**EXCERPTED TEXT:**
· · · ·
I have a different problem with the framework-res.apk. I have been able to decompile and recompile without errors but the recompilied app always makes my lock screen app drawer and setting look like it is a tablet.

I did find where someone else said something about two extra folders folders, drawable-xhdpi-v13 and layout-v13.

When I use 7-zip and open the un-decompiled app these folders are hidden just like all the values folders. Now when I edit any xml and delete the resources.arsc file when it recompiles these two folders are no longer hidden.


----------



## skylordusa1 (Dec 21, 2011)

Is apktool the only thing we can use now for ICS to compile and decompile apks. I used to use apk manager for the og droid and didn't have any problems compiling. Tried using apk manager with a few apks from droid theorys 4.0.3 ICS rom but it was erroring out. Are there any videos/tutorials on how to use apktool? I downloaded it and it seems to spit out the help menu when I open cmd and type apktool. But not to sure where to go from there. I really liked apk manager because it was easy to use. Any help would be appreciated.


----------



## Snow02 (Jun 14, 2011)

skylordusa1 said:


> Is apktool the only thing we can use now for ICS to compile and decompile apks. I used to use apk manager for the og droid and didn't have any problems compiling. Tried using apk manager with a few apks from droid theorys 4.0.3 ICS rom but it was erroring out. Are there any videos/tutorials on how to use apktool? I downloaded it and it seems to spit out the help menu when I open cmd and type apktool. But not to sure where to go from there. I really liked apk manager because it was easy to use. Any help would be appreciated.


-Grab latest apktool package.
-Overwrite aapt.exe with the one from an updated sdk installation.
-Pull framework-res.apk into the folder.
-Type
apktool if framework-res.apk
-This installs the framework.
-Then pull the apk you want to decompile. Let's say systemui.
-Type
apktool d SystemUI.apk
-This will decompile it, loading the framework you just installed.
-To recompile, type
apktool b SystemUI
(note the omission of .apk)
-Now open the compiled apk (now in SystemUI/dist) and copy out what you changed (typically a layout xml and/or resources.arsc, classes.dex if you edited smali), and overwrite it in the original. This is done to maintain the system signature. 
-Push the apk, or load it in a flashable zip.


----------



## skylordusa1 (Dec 21, 2011)

Thanks a lot snow. I appreciate it. I will give it a shot. Just to confirm. I just need to put the framwework-res.apk in the same place apktool is. And also the other apks. Before running the commands? It will decompile/compile them right there in the same folder?
· · · ·
**WHAT YOU WILL DO:**
A – Repeat the part of the apktool forum thread starting with "## Snow02 (Jun" and going on through "into the folder.".
B – Write the next part of the forum thread about decompiling APKs with apktool, picking up right after its last sentence.
The material after this isn't needed for anything here.

**DATASET SECTION:**
· · · ·
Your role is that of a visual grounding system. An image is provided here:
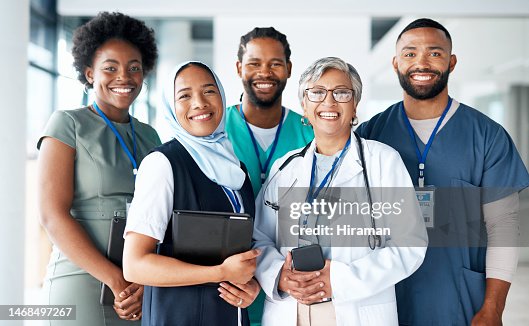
· · · ·
**RESPONSES BY TASK:**
A –
## Snow02 (Jun 14, 2011)

skylordusa1 said:


> Is apktool the only thing we can use now for ICS to compile and decompile apks. I used to use apk manager for the og droid and didn't have any problems compiling. Tried using apk manager with a few apks from droid theorys 4.0.3 ICS rom but it was erroring out. Are there any videos/tutorials on how to use apktool? I downloaded it and it seems to spit out the help menu when I open cmd and type apktool. But not to sure where to go from there. I really liked apk manager because it was easy to use. Any help would be appreciated.


-Grab latest apktool package.
-Overwrite aapt.exe with the one from an updated sdk installation.
-Pull framework-res.apk into the folder.

B –
----------



## Snow02 (Jun 14, 2011)

skylordusa1 said:


> Thanks a lot snow. I appreciate it. I will give it a shot. Just to confirm. I just need to put the framwework-res.apk in the same place apktool is. And also the other apks. Before running the commands? It will decompile/compile them right there in the same folder?


Correct. In the folder you should have aapt.exe, apktool.bat, and apktool.jar. Then whatever apks you pulled.


----------



## bp328i (Jul 22, 2011)

Snow02 said:


> -Grab latest apktool package.
> -Overwrite aapt.exe with the one from an updated sdk installation.
> -Pull framework-res.apk into the folder.
> -Type
> ...


Could you tell me why I'm getting the error on the attched log? All I'm doing is decompiling the framework-res.apk changing one color in an xml and recompiling.


----------



## skylordusa1 (Dec 21, 2011)

Ok awesome. Sorry to be a pain Snow. Just remembered that I read somewhere think on xda that the latest apktool had the framework already built in so we didnt have to do the apktool if framework-res.apk anymore. You know anything about that? Is it still needed? I have no problem doing it just thought I saw some people running into issues when they did with the newest apktool. The reason I ask is because I took the SystemUI.apk and put it in the folder with apktool. I ran the apktool d SystemUI.apk. and it seems to work ok. I see the SystemUI folder now with alot of the decompiled stuff. But the output in cmd looks a little strange so im wondering if this is normal or if it is because I didnt run the install framework.

Here is some of the output there was some more of these same lines.

I: Baksmaling...
testI: Loading resource table...
I: Loaded.
I: Loading resource table from file: C:\Users\cdogg\apktool\framework\1.apk
I: Loaded.
W: Could not decode attr value, using undecoded value instead: ns=android, name=
hardwareAccelerated, value=0xffffffff
W: Could not decode attr value, using undecoded value instead: ns=android, name=
label, value=0x01040404
W: Could not decode attr value, using undecoded value instead: ns=android, name=
theme, value=0x010302ee
W: Could not decode attr value, using undecoded value instead: ns=android, name=
theme, value=0x010302fc
W: Could not decode attr value, using undecoded value instead: ns=android, name=
theme, value=0x010302fc
W: Could not decode attr value, using undecoded value instead: ns=android, name=
theme, value=0x010302fc
W: Could not decode attr value, using undecoded value instead: ns=android, name=
theme, value=0x010302fc
W: Could not decode attr value, using undecoded value instead: ns=android, name=
hardwareAccelerated, value=0xffffffff
I: Decoding file-resources...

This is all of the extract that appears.